Objective — Reproduce the records from the line containing "of the gold" through the end of the records, requests included, and shift every x and y coordinate in the answer points by -67.

Exercise materials —
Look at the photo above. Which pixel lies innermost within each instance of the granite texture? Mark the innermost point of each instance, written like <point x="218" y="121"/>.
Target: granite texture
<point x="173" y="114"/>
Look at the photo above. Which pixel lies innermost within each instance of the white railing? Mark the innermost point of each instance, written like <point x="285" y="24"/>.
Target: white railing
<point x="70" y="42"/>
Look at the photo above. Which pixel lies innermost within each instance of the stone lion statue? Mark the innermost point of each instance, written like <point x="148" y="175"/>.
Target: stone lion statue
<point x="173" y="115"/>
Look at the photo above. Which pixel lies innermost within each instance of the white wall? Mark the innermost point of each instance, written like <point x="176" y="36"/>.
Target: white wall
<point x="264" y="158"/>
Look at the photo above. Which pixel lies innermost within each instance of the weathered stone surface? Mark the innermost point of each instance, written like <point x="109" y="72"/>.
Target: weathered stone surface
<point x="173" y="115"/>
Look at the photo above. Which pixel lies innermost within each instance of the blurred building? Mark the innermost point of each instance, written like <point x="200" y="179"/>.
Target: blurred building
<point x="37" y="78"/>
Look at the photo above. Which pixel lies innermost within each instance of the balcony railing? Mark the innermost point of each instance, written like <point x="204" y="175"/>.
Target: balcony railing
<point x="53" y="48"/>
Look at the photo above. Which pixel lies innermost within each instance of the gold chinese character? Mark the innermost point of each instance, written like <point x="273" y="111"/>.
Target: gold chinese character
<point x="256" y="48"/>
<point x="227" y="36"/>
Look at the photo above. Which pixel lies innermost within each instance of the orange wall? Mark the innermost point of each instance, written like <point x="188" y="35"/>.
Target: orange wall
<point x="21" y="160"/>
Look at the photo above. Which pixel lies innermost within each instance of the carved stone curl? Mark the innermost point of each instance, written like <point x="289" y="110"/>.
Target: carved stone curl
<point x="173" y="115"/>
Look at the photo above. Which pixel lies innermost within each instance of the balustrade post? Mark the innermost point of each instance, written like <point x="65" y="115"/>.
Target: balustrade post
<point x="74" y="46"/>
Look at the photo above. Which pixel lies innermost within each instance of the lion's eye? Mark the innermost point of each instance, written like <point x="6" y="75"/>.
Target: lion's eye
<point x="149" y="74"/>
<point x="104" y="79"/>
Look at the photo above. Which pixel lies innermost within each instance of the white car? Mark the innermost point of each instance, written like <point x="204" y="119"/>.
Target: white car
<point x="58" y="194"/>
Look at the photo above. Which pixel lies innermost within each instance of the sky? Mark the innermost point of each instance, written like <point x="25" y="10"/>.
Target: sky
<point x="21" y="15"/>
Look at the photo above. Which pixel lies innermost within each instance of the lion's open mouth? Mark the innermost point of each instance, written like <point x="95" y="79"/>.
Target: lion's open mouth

Output —
Look at the photo above. Which pixel lies innermost within each instance of the gold chinese character? Mark the innermost point of each instance, written like <point x="273" y="111"/>.
Target: gold chinese character
<point x="189" y="-19"/>
<point x="160" y="-31"/>
Look at the photo above. Which pixel lies innermost within each instance of the orange wall? Mark the innermost point of each instance, written like <point x="188" y="35"/>.
Target: orange wall
<point x="-46" y="93"/>
Look at the photo above. Which pixel lies innermost within each instance of the carved stone curl? Mark the innermost point of each instance, written like <point x="289" y="110"/>.
Target: carved stone curl
<point x="106" y="48"/>
Look at the photo above. Which pixel lies innermost within each instance of the balustrade post? Mark the innermost point of each instance, written like <point x="65" y="115"/>.
Target: balustrade post
<point x="7" y="-21"/>
Look at the photo above. Which pixel lies innermost within each instance of the lion's eye? Mark the innermost point of each instance, written like <point x="6" y="75"/>.
Target: lion's eye
<point x="82" y="7"/>
<point x="37" y="12"/>
Look at the photo above. Which pixel lies innermost within each instance of the white car? Mark the innermost point of each instance, written like <point x="204" y="119"/>.
Target: white car
<point x="-9" y="127"/>
Look at the photo above. Which pixel lies innermost within each instance of the sky? Mark the innermost point of each instance, written like <point x="25" y="10"/>.
Target: sky
<point x="-46" y="-52"/>
Look at the photo above. Which pixel lies innermost within each instance of the lion's open mouth? Mark the innermost point of each instance, written like <point x="95" y="79"/>.
Target: lion's open mouth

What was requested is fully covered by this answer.